====== Reading text
Everest; Hi David! I just wanted to start with a bit of background information at first. You worked on both Proteus and Panoramical in a collaborative context, but this is your first major solo game, right?

David Kanaga; Yeah, thats right, first major solo. And about past work… I guess my work was kind of divided into several categories:

1) Game collaborations and soundtrack work, like those you mentioned.
2) Solo music production / composition (see davidkanaga.bandcamp.com)
3) Group improvisation (some weirder bits of which I did with my friend Bryan Sonderman at https://ilinxgroup.bandcamp.com/)
4) “game theory”, writing, at http://wombflashforest.blogspot.com/

EP; As far as first solo projects go, a monumentally-scaled opera seems like a pretty brave choice. That being said, I know you also made liberal use of the asset store, of re-contextualized models, textures, and sounds- and I was wondering if you could talk a little about that? Were the assets an aesthetic choice? Time saver? Political?

DK; Haha right, it is a bit of a big project! But I only decided on that after feeling out how easy it was to work with the particular tools I had, when I realized I could kind of draw work out of indefinitely.

But about the asset store- you’re right, there was lots of others’ labor to learn on. It was very much a time-saver — and honestly, I think we’re talking about years or decades of saved time. The asset store makes it possible to employ a virtual AAA labor force very quickly.

And then politically — it was ambiguous to start, but some sense of working with all of this embodied labor of others comes through, especially some sort of encounter with the “Labor Theory of Value”. This is often associated with Marxism, but has roots in economics before that, like David Ricardo, and probably beyond.. in any case, the notion that value comes from labor time embodied in the object was in the tools I was using, and wanted to celebrate that.
============
====== Given entries
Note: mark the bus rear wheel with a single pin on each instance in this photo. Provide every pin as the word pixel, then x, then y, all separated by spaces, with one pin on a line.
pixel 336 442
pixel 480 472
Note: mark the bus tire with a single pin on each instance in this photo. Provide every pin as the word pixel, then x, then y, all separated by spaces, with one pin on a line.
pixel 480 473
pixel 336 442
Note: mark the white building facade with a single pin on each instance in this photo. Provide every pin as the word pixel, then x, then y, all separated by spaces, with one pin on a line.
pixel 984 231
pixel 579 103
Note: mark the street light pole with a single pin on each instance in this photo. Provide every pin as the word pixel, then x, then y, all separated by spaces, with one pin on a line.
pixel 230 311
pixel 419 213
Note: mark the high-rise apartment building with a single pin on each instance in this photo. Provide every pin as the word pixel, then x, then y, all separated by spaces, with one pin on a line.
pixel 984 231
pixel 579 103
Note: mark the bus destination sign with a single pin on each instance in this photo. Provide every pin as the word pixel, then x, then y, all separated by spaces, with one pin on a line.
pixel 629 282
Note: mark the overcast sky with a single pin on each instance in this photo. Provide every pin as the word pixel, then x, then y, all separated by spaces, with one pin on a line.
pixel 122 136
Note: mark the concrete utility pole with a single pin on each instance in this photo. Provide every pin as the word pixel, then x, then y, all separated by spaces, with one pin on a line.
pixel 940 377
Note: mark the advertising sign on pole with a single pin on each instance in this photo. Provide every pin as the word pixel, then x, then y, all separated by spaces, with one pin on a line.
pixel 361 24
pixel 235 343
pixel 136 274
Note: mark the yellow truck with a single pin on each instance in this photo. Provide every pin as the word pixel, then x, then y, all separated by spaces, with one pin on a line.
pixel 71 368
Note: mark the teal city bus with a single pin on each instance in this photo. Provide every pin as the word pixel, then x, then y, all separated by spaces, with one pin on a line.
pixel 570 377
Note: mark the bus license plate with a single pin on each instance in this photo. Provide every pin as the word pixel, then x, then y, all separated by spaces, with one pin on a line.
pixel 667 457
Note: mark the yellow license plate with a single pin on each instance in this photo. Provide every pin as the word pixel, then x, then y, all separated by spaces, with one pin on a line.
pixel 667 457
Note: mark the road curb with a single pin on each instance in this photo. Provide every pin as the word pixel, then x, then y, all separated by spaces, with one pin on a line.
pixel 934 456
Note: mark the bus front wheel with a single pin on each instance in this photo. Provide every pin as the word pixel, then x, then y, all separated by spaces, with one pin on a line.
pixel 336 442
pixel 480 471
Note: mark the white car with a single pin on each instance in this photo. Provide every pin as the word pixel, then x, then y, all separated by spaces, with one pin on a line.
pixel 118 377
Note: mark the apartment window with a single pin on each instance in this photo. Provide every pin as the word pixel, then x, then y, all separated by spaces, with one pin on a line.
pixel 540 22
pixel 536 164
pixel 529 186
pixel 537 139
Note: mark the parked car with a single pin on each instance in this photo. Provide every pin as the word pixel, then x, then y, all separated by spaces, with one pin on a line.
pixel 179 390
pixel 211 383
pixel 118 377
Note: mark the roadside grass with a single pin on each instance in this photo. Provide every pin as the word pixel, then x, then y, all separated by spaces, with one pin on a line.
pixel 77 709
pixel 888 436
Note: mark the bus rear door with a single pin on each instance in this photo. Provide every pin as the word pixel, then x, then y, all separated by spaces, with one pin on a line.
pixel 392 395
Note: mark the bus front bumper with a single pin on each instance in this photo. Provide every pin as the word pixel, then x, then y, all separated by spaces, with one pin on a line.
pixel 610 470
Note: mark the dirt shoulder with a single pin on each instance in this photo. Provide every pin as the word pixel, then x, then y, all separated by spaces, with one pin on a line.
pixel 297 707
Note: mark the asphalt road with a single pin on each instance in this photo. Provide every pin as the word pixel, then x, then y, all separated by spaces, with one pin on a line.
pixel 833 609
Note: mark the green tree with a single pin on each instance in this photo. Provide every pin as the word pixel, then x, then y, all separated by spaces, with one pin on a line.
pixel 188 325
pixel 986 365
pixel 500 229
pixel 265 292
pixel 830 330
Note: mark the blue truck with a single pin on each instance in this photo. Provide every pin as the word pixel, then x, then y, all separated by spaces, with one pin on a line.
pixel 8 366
============
— Set problem 1 —
From the interview with David Kanaga, list every category into which he divides his past work.
— Set problem 2 —
Resume the interview with David Kanaga immediately after its final sentence, keeping the same speakers and format.

— Final result 1 —
1) Game collaborations and soundtrack work
2) Solo music production / composition
3) Group improvisation
4) "Game theory" and writing

— Final result 2 —
EP; So, from a technical side- did the tools and asset purchases precede the game? Or did they become necessary partway in?

DK; Kind of both. I spent a few months just working in Unity’s level editor, kind of playing it like the Sims, and never entering run-time. Then Fernando [Ramallo, who also did some tool scripting on the game] showed me how to hook up Ben Esposito’s “First Person Drifter”, which allowed one to run around the environments. But very quickly I craved moving between first-person and other camera perspectives, and that was the beginning of the tools development. The game really didn’t find itself before that (I don’t think any of the original scenes from pre-tools period are in the final).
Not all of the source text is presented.